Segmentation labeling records
---

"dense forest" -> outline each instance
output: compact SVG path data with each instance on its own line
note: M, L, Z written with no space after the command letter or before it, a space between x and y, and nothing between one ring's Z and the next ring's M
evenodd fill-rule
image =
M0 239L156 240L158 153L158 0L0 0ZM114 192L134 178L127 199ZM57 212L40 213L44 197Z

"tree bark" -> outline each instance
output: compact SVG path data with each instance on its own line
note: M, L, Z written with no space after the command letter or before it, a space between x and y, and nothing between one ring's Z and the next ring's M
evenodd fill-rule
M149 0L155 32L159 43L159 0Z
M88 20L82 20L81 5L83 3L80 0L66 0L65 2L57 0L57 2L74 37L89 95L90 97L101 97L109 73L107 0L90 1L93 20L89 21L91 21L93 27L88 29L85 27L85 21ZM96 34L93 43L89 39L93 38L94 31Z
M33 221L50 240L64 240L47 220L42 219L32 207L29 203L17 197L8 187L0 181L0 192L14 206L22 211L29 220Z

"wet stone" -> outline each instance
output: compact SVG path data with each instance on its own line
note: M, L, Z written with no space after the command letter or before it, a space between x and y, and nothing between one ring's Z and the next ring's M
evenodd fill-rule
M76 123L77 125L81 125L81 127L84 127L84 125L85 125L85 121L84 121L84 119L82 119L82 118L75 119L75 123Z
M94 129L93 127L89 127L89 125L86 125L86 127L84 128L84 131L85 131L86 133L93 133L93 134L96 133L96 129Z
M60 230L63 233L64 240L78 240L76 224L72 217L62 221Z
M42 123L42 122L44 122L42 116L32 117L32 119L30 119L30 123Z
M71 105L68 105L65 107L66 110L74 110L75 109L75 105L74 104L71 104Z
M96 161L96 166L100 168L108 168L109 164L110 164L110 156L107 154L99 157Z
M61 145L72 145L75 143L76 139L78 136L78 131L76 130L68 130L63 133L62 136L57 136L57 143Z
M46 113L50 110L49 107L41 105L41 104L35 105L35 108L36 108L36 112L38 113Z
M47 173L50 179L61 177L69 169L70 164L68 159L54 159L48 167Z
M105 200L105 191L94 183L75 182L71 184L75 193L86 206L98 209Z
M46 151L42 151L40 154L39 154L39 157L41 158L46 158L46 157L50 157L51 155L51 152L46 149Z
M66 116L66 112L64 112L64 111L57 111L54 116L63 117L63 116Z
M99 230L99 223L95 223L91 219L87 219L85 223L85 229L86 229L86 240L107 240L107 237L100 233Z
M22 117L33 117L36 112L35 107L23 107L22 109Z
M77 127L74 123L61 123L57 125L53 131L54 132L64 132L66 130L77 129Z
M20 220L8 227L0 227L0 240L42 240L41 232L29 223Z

---

## Problem to solve
Copy every line of the records above verbatim, keeping the original order.

## Response for this exercise
"dense forest" -> outline each instance
output: compact SVG path data with each instance on its own line
note: M, L, Z written with no space after the command letter or before it, a space between x and y, and nothing between one ring's Z and the next ring's M
evenodd fill-rule
image =
M0 239L156 240L158 153L158 0L0 0ZM114 192L134 178L127 199ZM57 212L40 213L44 197Z

"tree bark" -> outline each instance
output: compact SVG path data with each instance on its own line
note: M, L, Z written with no space after the command letter or before it, a space between x and y, and nothing between one ring's Z and the next ring's M
evenodd fill-rule
M149 0L155 32L159 43L159 0Z
M88 20L82 20L81 5L83 3L80 0L66 0L65 2L57 0L57 2L74 37L89 95L90 97L101 97L109 73L107 0L90 1L93 20L89 21L91 21L93 27L88 29L85 27L85 21ZM96 34L93 43L89 39L93 38L94 31Z
M33 221L50 240L64 240L47 220L42 219L32 207L29 203L17 197L8 187L0 181L0 192L14 206L22 211L29 220Z

"wet stone" -> outline each instance
output: compact SVG path data with each instance on its own line
note: M, L, Z written with no space after the command letter or before it, a space between x and y, and nothing between one ring's Z and the next ring's M
evenodd fill-rule
M76 123L77 125L81 125L81 127L84 127L84 125L85 125L85 121L84 121L84 119L82 119L82 118L75 119L75 123Z
M94 129L93 127L89 127L89 125L86 125L86 127L84 128L84 131L85 131L86 133L93 133L93 134L96 133L96 129Z
M60 230L63 233L64 240L78 240L76 224L72 217L62 221Z
M42 123L42 122L44 122L42 116L32 117L32 119L30 119L30 123Z
M71 105L68 105L65 107L66 110L74 110L75 109L75 105L74 104L71 104Z
M96 161L96 166L100 168L108 168L109 164L110 164L110 156L107 154L99 157Z
M61 145L72 145L75 143L76 139L78 136L78 131L76 130L68 130L63 133L62 136L57 136L57 143Z
M46 113L50 110L49 107L41 105L41 104L35 105L35 108L36 108L36 112L38 113Z
M47 173L50 179L61 177L69 169L70 164L68 159L54 159L48 167Z
M105 200L105 191L94 183L75 182L71 184L75 193L86 206L98 209Z
M46 151L42 151L40 154L39 154L39 157L41 158L46 158L46 157L50 157L51 155L51 152L46 149Z
M66 116L66 112L64 112L64 111L57 111L54 116L63 117L63 116Z
M99 230L99 223L95 223L91 219L87 219L85 223L85 229L86 229L86 240L107 240L107 237L100 233Z
M22 117L33 117L36 112L35 107L23 107L22 109Z
M77 127L74 123L61 123L57 125L53 131L54 132L64 132L66 130L77 129Z
M20 220L8 227L0 227L0 240L42 240L41 232L29 223Z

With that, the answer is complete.